» WHAT IS ASKED
How many lines of the records below contain the string "hair", with case counting? Reply with only the number.

» DATA EXTRACT
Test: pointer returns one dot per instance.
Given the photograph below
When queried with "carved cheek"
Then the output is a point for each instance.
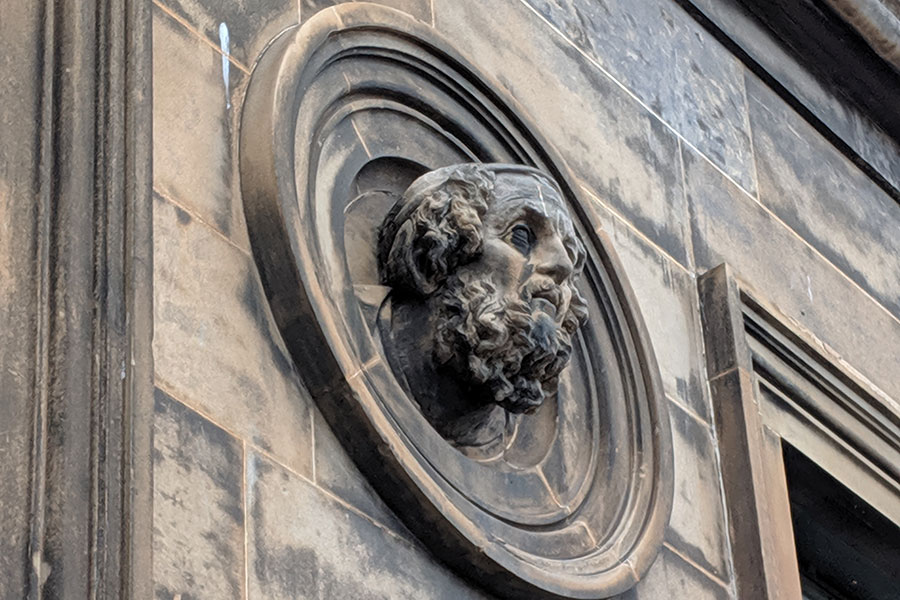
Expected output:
(505, 265)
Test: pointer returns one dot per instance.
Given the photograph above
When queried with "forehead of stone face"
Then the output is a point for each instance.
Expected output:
(532, 192)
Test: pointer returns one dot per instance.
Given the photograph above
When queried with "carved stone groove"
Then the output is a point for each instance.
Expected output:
(567, 493)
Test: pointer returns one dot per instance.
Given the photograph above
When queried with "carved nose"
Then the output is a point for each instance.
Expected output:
(554, 262)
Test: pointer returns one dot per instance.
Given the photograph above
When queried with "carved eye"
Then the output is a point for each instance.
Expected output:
(522, 238)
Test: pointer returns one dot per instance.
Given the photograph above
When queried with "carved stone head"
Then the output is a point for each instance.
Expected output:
(482, 261)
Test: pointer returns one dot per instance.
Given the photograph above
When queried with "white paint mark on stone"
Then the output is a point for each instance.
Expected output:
(41, 568)
(223, 44)
(251, 479)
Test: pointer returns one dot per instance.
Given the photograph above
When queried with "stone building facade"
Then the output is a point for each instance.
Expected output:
(700, 139)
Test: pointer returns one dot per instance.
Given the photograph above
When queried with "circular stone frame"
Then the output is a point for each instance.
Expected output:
(340, 115)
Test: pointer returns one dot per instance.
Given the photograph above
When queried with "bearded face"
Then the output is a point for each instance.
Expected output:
(492, 252)
(511, 351)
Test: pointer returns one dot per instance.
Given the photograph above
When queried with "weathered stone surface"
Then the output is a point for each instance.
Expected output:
(193, 112)
(729, 226)
(625, 154)
(240, 29)
(822, 196)
(673, 577)
(673, 65)
(698, 525)
(198, 519)
(215, 346)
(303, 544)
(838, 114)
(337, 473)
(666, 295)
(251, 24)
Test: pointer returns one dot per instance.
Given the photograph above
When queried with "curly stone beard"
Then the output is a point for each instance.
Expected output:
(504, 348)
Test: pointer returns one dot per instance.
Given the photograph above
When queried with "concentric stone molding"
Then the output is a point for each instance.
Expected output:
(340, 116)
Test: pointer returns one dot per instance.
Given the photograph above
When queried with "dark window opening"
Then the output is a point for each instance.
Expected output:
(846, 549)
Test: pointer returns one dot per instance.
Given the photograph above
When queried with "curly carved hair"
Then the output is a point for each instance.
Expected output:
(434, 228)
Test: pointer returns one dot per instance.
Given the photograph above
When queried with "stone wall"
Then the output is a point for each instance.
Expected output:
(691, 161)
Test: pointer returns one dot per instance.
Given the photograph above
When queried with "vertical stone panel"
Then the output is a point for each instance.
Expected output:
(729, 226)
(825, 198)
(667, 298)
(216, 346)
(193, 155)
(198, 522)
(673, 65)
(305, 544)
(698, 527)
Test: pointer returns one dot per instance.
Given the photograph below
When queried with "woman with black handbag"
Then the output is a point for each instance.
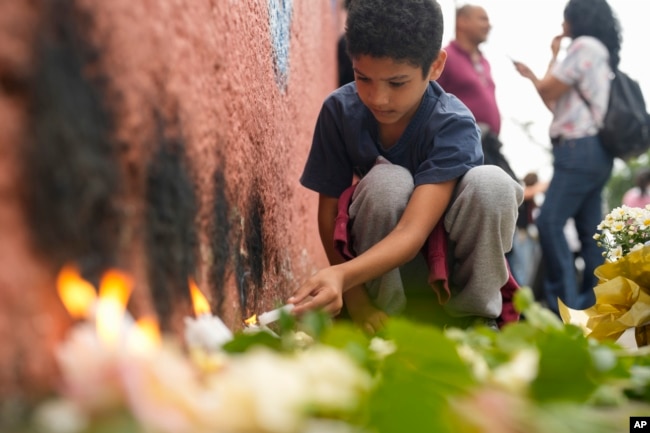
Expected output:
(581, 166)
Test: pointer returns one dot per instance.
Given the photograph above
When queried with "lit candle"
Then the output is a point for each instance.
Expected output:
(207, 331)
(274, 315)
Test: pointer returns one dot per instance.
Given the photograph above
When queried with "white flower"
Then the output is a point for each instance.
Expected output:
(89, 370)
(622, 230)
(206, 332)
(478, 364)
(60, 416)
(519, 372)
(382, 348)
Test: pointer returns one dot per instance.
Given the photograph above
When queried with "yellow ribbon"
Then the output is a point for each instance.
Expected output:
(622, 300)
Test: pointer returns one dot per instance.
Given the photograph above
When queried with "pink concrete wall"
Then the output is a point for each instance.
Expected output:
(241, 82)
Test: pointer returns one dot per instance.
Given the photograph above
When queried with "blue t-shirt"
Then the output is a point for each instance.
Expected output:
(440, 143)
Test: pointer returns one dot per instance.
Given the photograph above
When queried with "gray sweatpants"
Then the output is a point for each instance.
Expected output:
(480, 223)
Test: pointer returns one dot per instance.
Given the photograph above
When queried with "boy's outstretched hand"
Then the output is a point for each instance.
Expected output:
(322, 291)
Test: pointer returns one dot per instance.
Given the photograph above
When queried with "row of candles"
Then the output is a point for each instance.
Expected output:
(115, 326)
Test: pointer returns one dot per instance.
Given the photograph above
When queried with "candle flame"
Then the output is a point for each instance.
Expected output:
(199, 301)
(114, 291)
(78, 295)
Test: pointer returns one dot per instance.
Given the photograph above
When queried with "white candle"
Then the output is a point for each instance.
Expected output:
(274, 315)
(206, 332)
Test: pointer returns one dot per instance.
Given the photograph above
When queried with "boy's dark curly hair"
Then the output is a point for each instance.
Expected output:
(595, 18)
(403, 30)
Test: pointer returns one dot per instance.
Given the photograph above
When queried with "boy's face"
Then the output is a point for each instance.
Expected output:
(392, 90)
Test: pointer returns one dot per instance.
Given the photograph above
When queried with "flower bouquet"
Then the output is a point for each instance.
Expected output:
(623, 291)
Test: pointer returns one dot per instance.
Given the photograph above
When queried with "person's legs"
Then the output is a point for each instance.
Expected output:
(578, 169)
(377, 205)
(480, 222)
(586, 221)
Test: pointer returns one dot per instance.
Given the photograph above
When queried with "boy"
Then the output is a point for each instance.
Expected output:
(417, 153)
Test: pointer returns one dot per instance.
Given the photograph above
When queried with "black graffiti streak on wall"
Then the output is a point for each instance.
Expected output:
(250, 264)
(71, 175)
(170, 221)
(220, 242)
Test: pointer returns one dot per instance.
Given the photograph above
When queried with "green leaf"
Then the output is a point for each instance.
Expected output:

» SOLUTION TO THE PROBLEM
2